Supplied data:

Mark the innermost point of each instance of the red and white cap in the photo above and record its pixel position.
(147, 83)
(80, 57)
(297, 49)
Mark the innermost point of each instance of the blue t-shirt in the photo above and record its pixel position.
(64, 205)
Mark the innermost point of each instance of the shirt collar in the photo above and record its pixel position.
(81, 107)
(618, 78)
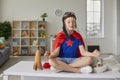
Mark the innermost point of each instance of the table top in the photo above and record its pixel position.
(25, 68)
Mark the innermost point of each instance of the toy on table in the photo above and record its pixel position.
(100, 67)
(38, 60)
(46, 65)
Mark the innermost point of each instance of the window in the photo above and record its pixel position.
(95, 19)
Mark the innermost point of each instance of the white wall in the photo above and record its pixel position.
(32, 10)
(107, 44)
(118, 26)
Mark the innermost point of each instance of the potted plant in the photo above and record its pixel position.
(43, 16)
(5, 29)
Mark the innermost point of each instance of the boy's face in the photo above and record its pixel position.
(70, 23)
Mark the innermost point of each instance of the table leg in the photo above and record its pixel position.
(5, 77)
(21, 77)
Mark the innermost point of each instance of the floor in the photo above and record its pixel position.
(13, 60)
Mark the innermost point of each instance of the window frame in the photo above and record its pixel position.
(101, 22)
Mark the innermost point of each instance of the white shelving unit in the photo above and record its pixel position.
(27, 36)
(52, 39)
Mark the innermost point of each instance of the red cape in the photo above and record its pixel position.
(61, 37)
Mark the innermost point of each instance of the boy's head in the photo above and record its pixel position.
(69, 22)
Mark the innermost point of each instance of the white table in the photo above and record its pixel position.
(25, 70)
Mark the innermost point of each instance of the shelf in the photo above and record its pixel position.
(27, 36)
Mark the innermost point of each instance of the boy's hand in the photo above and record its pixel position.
(96, 53)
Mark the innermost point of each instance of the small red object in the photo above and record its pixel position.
(46, 65)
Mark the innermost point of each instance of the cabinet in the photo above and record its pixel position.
(27, 36)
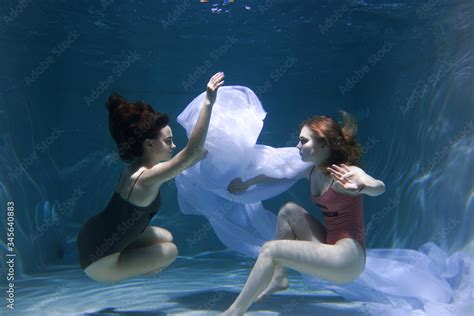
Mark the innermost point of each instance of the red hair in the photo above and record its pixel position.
(130, 123)
(341, 141)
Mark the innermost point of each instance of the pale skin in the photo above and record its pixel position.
(154, 249)
(300, 238)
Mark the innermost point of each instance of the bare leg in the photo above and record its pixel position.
(340, 263)
(294, 223)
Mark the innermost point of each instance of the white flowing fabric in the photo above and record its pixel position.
(394, 282)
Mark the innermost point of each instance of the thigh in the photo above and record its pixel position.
(151, 235)
(303, 224)
(342, 262)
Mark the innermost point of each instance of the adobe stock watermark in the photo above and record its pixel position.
(175, 14)
(333, 18)
(360, 73)
(117, 72)
(57, 51)
(276, 75)
(419, 93)
(30, 159)
(59, 210)
(214, 56)
(16, 11)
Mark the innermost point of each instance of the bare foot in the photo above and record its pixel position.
(230, 312)
(274, 286)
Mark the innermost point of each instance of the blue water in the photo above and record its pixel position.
(404, 69)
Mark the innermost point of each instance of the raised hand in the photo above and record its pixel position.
(349, 179)
(214, 83)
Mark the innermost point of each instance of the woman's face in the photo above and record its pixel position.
(163, 145)
(311, 148)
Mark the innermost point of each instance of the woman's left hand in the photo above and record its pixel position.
(350, 180)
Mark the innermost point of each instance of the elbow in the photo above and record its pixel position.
(381, 187)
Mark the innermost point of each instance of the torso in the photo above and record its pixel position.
(141, 196)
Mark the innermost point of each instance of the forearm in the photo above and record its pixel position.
(372, 186)
(199, 132)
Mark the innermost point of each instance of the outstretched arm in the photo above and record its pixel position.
(194, 150)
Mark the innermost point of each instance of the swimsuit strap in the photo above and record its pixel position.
(311, 172)
(134, 184)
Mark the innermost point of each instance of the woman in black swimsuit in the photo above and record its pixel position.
(117, 244)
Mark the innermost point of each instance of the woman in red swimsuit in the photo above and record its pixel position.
(334, 251)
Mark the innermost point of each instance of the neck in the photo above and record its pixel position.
(147, 162)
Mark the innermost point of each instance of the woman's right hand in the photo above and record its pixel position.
(237, 186)
(214, 83)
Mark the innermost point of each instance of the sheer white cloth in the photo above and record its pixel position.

Task to complete: Write out every line, unchanged, from the one containing "Mark the innermost point of each instance of the woman's right" through the closing line of the data.

Task result:
Mark the innermost point of each instance of the woman's right hand in the photo above and record its pixel position.
(237, 186)
(214, 83)
Mark the innermost point of each instance of the sheer white cloth in the photo above and record its pixel position.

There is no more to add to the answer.